**Problem:**
Please retype the entries exactly as they stand, leaving out any pictures.

(Referring expression pointing data)
______________________________
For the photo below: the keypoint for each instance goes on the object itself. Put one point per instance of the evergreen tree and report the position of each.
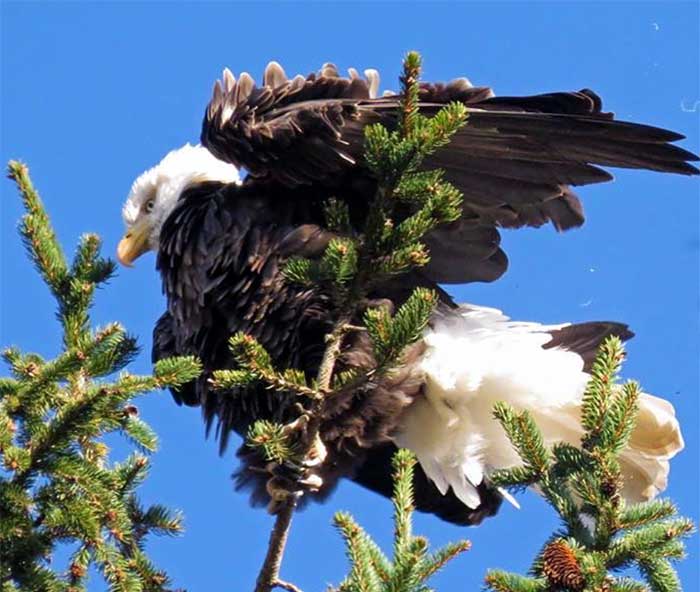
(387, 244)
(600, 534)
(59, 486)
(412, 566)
______________________________
**Answer below:**
For the photo below: the keypoint for each instance goes on the object itself. Put one point per instance of the evergreen tree and report the position of each.
(387, 244)
(600, 534)
(59, 486)
(412, 566)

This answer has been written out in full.